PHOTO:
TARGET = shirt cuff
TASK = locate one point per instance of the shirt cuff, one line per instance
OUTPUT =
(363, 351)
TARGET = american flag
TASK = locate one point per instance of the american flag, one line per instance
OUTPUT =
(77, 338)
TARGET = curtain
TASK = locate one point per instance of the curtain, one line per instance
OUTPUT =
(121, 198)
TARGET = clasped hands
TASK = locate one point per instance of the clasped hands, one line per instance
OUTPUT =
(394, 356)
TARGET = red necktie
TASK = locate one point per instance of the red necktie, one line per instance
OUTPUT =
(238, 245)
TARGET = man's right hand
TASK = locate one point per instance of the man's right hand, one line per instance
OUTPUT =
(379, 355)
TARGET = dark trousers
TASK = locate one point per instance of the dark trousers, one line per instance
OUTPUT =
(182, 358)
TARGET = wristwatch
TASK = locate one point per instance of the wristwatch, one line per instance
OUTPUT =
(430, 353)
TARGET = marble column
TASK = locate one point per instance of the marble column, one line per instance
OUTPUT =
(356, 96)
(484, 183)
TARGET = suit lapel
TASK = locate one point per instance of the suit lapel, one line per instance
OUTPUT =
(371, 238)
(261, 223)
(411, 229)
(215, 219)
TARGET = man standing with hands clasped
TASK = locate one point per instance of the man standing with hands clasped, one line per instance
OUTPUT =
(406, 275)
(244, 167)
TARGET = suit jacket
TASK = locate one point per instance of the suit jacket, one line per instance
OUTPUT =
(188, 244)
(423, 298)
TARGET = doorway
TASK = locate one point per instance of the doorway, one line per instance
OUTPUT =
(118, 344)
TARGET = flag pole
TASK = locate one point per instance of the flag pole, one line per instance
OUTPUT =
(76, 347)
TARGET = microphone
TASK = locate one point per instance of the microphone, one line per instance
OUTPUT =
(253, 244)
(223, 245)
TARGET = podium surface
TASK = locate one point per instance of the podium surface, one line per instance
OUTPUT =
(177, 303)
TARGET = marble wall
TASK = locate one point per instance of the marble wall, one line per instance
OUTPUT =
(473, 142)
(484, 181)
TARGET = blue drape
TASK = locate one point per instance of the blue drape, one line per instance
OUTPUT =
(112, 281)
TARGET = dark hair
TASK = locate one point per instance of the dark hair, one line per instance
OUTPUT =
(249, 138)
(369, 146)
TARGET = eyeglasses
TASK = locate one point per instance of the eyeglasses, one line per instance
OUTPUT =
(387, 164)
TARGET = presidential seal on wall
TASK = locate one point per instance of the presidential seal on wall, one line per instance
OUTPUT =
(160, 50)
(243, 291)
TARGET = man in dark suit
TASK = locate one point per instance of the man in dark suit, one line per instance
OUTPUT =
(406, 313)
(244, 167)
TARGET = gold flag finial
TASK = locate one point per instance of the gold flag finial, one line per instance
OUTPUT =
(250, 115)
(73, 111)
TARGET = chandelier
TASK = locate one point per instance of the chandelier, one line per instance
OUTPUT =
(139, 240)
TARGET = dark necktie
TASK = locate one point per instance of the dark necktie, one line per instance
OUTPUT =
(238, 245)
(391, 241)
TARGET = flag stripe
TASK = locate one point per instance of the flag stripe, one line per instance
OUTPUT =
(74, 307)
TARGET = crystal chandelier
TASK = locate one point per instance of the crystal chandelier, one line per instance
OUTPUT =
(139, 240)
* * * * * * *
## PROMPT
Among the lines above, return those that hold the word "with".

## SOLUTION
TARGET = man standing with hands clasped
TASK = locate one point per instance of the man standing with hands clasped, one line per instance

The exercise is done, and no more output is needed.